The increasing amount of carbon dioxide in the world’s oceans is shifting fragile balances within marine ecosystems, and it could cause unpredictable changes for sea life ranging from corals to oysters to whales, scientists say.
One threat is from acidification — a chemical process that occurs when carbon dioxide from the atmosphere is absorbed into sea water, causing the water’s pH level to drop.
As acidification increases, scientists now worry its effects on marine life may be more wide-ranging than previously predicted. In recent months, new threats to species and signs of shifting populations have raised alarm within the scientific community.
The Center for Biological Diversity (CBD) took one protective step this fall when it filed a petition to list 83 species of coral under the federal Endangered Species Act. The group seeks to expand on its successful 2006 petition to list elkhorn corals and staghorn corals as “endangered,” a landmark decision that marked the U.S. government’s first official recognition of climate change as an existential threat to a species.
Over the coming year, the National Oceanic and Atmospheric Administration, whose Coral Reef Watch tracks the health of corals worldwide, will review CBD’s petition and determine whether to assign “endangered” status to each of the 83 species on the list.
Ocean Acidification Threatens Coral Reefs
Falling pH levels are particularly harmful for calcifying organisms such as coral and shellfish, which have a harder time building and maintaining their calcium-based exteriors as the ocean grows more acidic.
A recent study of the changes in shellfish at different levels of ocean acidity found that the concentrations of CO2 likely to be found in oceans later this century decreased the chances of survival for young clams and scallops by more than 50%. The survivors also developed more slowly, suggesting their populations would be even more vulnerable to prey.
Since acidification happens at a rate parallel to the increase of atmospheric carbon dioxide — oceans absorb about one-third of CO2 — it’s picking up pace. According to CBD oceans director Miyoko Sakashita, coral reefs are likely to be the first major ecosystems widely damaged by the effects of more acidic oceans.
“Within a few decades, global warming and ocean acidification threaten to completely unravel magnificent coral reefs that took millions of years to build,” Sakashita said.
In fact, some ocean researchers fear that acidification will obliterate Earth’s coral reefs in as few as 50 years. That’s why they have begun to design cryogenically cooled coral preservation “arks” where polyps can be stored to stave off total extinction.
London Institute of Zoology researcher Alex Rogers explained:
“At the moment the concept we are actually looking at is to literally have a frozen ark for reef-building corals. So that essentially is a lab-based project to freeze the diversity of corals that can build coral reefs.”
Rogers and his team hope to have coral arks operating within two years at the UK’s Whipsnade Zoo and, eventually, at other locations worldwide. After collecting and freezing small samples of diverse coral species from the ocean, the scientists plan to construct propagation centers where new colonies and entire reefs can be re-built using the preserved coral tissue.

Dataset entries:
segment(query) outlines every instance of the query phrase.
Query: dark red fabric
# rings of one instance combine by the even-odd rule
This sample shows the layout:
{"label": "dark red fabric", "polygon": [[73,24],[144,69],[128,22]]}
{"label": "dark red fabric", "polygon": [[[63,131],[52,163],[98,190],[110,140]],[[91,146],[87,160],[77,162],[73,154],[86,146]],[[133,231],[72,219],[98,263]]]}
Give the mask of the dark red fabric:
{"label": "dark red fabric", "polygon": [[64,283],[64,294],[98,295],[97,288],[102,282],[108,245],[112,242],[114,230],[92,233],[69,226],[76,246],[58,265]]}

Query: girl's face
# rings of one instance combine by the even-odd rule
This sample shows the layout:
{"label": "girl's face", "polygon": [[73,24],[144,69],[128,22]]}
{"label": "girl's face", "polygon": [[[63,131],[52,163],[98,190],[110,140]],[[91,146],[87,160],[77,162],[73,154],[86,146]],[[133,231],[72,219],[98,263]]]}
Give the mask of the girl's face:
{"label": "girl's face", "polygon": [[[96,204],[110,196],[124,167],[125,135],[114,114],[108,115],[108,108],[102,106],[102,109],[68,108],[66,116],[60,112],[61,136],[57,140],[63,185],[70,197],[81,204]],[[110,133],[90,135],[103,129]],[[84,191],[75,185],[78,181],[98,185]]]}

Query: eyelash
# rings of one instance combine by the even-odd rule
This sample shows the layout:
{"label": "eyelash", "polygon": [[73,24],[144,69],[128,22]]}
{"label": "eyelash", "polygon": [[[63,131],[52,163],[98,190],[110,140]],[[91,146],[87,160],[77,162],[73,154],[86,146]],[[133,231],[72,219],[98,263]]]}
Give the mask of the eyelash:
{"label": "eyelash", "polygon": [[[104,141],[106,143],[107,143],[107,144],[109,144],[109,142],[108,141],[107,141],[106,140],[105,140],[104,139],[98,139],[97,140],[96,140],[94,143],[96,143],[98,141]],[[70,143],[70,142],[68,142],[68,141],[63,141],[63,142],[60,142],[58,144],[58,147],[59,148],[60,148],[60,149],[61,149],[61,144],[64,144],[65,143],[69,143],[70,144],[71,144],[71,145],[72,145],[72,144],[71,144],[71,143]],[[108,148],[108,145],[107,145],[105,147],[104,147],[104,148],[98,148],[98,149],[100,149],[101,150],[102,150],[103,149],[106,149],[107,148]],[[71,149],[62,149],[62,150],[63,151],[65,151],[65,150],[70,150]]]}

Work task: In the ocean acidification article, how many coral species did the Center for Biological Diversity petition to list under the Endangered Species Act? Please give the number. This material was taken from a different source than the text.

Response for this exercise: 83 species of coral.